» **Задача 1**
Для чего, согласно фрагменту о согласии суждений с миром, может использоваться взаимная гармония суждений?
» **Задача 2**
Допишите продолжение философского фрагмента о согласии суждений с миром, начиная сразу после его последнего предложения.

» **Приведённый фрагмент**
----------
Согласие, в котором находятся между собою все стороны и части мира, -- именно потому, что они принадлежат одному целому, -- должно повториться в абстрактном отражении мира. Поэтому в упомянутой сумме суждений одно до известной степени могло бы служить выводом из другого, и притом всегда взаимно. Но для этого сначала должны существовать суждения, и следовательно, их заранее надо установить на основе непосредственного познания мира in concreto, -- тем более, что всякое непосредственное обоснование достовернее косвенного. Поэтому взаимная гармония таких суждений, благодаря которой они сливаются даже в единство одной мысли и которая вытекает из гармонии и единства самого наглядного мира, служащего их общей основой познания, -- гармония эта может использоваться не в качестве первоначального довода для их обоснования, но лишь для подкрепления их истинности. Сама эта задача может вполне уясниться только в процессе ее решения {Сюда относится 17 гл. II тома.}.
----------
» **Набор данных**
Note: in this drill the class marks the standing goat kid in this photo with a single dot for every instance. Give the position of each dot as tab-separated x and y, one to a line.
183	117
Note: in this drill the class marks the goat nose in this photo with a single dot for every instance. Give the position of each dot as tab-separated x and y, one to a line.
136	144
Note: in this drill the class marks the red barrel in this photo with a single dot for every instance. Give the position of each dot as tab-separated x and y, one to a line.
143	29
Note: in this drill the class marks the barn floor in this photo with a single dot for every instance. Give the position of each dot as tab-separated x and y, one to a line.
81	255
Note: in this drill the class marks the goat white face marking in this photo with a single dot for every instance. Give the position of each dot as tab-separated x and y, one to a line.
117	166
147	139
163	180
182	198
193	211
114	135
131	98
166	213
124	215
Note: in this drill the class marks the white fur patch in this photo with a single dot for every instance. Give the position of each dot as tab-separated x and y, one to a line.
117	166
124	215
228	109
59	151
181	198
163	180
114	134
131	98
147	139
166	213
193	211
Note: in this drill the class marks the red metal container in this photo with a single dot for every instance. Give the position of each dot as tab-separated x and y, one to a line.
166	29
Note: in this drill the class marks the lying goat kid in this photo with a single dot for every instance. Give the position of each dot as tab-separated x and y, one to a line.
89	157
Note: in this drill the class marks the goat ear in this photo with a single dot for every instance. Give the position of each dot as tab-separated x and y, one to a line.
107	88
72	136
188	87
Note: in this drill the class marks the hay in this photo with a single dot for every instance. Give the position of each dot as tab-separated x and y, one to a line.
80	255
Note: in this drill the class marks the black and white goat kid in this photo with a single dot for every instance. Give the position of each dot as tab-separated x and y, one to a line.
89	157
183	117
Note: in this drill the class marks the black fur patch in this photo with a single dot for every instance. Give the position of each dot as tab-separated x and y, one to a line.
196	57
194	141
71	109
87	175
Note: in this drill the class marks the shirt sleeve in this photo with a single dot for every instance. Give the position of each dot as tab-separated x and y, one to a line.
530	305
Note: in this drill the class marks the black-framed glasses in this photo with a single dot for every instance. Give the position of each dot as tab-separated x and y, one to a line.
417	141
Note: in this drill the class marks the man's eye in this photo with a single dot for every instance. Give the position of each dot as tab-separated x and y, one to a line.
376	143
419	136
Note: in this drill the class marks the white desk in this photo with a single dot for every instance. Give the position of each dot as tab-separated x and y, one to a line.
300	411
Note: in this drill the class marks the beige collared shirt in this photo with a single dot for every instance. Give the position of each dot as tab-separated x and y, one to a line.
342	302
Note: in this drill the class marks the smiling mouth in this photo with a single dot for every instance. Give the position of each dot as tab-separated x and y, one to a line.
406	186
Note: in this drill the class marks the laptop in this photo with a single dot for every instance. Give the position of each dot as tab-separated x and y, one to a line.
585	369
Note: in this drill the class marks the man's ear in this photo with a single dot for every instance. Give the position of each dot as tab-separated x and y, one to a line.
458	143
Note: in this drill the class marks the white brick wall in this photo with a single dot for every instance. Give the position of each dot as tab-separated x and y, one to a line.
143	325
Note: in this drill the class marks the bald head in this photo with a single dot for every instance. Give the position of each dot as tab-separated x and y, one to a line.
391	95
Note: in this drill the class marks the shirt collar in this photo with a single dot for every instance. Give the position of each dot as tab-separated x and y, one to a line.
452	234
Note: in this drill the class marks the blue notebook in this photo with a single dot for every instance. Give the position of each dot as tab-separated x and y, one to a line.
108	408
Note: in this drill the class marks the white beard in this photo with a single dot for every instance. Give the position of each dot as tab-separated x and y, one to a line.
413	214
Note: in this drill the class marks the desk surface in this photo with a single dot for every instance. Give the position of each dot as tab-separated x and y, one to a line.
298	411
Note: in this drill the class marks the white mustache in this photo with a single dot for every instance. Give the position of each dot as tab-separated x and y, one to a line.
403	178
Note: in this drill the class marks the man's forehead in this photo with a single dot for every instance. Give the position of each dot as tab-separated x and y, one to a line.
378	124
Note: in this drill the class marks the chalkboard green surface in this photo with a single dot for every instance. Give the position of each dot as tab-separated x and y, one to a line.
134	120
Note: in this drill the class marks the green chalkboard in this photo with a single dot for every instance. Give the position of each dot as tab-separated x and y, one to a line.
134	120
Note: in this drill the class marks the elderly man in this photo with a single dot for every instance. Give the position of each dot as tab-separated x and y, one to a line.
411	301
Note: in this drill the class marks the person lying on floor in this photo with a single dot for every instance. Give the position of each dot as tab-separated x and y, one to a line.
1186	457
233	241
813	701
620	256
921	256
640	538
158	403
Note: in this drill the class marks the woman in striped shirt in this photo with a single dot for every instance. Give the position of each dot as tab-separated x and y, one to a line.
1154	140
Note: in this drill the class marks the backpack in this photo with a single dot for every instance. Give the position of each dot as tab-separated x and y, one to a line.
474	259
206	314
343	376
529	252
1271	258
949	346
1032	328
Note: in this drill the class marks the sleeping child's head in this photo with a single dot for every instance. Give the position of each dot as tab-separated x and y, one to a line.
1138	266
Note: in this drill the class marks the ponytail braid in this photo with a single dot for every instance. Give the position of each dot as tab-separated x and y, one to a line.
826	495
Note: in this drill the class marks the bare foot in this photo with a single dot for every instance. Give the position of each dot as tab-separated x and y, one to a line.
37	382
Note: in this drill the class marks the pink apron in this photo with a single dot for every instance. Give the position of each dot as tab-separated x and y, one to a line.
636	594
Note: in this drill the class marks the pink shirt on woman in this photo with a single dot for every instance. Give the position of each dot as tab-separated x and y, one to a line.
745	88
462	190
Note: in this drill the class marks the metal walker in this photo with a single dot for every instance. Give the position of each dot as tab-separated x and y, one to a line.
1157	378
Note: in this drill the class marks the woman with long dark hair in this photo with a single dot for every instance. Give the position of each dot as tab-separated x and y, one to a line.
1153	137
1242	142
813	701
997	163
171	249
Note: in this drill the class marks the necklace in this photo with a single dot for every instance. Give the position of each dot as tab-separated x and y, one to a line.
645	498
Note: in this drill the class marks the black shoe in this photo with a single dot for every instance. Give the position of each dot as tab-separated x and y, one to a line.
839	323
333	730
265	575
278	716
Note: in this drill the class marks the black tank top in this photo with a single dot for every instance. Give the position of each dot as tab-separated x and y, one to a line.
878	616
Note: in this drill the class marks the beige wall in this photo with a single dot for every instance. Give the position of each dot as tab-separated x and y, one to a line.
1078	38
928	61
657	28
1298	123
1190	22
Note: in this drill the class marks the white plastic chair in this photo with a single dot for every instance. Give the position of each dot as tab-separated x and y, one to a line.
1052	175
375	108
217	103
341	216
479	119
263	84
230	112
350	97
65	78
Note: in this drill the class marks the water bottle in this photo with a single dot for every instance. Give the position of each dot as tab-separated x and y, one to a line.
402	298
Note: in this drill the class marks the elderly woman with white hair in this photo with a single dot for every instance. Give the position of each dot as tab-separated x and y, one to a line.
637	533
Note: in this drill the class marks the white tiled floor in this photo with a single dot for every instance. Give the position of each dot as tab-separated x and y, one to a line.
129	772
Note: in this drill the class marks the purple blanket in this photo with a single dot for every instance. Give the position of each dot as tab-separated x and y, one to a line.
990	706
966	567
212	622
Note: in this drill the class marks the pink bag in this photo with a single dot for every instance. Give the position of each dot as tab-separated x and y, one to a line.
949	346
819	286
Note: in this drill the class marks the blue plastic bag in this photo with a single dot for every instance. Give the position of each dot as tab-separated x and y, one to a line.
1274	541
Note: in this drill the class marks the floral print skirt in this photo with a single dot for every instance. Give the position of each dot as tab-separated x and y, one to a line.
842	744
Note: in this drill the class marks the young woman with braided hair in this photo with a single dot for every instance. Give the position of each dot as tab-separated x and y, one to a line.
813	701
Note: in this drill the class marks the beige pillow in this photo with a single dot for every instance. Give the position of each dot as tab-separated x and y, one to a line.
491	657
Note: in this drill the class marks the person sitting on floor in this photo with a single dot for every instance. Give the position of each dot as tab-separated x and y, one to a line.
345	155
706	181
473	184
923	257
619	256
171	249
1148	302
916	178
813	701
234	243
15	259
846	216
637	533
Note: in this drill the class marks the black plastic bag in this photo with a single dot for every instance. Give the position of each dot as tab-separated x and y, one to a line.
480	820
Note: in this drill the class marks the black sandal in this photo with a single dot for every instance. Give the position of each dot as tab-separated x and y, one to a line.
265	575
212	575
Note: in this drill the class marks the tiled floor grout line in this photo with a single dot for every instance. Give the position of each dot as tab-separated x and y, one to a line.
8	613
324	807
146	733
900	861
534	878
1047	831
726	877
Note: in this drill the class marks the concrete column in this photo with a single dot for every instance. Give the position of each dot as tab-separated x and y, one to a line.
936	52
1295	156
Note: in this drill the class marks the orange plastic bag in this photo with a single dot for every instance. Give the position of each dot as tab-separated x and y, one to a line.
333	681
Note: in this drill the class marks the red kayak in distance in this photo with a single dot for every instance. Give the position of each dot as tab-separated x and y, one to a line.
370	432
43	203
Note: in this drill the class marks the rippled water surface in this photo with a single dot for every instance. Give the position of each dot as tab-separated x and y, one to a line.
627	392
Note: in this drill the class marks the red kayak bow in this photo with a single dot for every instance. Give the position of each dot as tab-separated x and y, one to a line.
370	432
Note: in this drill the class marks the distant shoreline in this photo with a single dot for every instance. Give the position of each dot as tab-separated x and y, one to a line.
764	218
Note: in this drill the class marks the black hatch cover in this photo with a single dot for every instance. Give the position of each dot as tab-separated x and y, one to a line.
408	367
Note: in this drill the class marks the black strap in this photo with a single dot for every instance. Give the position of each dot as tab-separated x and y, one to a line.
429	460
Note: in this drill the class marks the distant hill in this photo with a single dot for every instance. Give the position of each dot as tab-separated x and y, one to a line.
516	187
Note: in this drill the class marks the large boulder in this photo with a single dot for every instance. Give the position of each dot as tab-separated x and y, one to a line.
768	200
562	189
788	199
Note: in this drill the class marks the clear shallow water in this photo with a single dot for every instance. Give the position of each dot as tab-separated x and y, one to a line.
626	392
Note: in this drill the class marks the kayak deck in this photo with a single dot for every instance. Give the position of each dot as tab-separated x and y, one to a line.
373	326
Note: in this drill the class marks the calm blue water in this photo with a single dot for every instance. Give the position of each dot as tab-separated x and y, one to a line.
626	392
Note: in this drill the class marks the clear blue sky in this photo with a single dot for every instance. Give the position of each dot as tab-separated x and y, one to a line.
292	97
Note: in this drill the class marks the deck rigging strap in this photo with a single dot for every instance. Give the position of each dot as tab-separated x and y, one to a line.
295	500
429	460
----------
» **Ответ 1**
Лишь для подкрепления их истинности, а не в качестве первоначального довода для их обоснования.

» **Ответ 2**
§ 16
После всего этого рассмотрения разума как свойственной только человеку особой познавательной способности и вытекающих из нее, присущих человеческой природе достижений и феноменов, мне остается еще говорить о разуме, поскольку он руководит действиями людей и в этом смысле может быть назван практическим. Но то, что я должен был бы сказать здесь по этому поводу, большей частью нашло себе место в другом отделе, а именно в приложении к этой книге, где мне пришлось оспаривать существование того, что Кант назвал практическим разумом, который он (конечно, с большим удовольствием) представляет непосредственным источником всякой добродетели и местопребыванием абсолютного (т. е. упавшего с неба) долга. Подробное и обстоятельное опровержение этого кантовского принципа морали я дал позднее в "Основных проблемах этики". Поэтому здесь мне надо сказать лишь немногое о действительном влиянии разума -- в истинном смысле этого слова -- на поступки.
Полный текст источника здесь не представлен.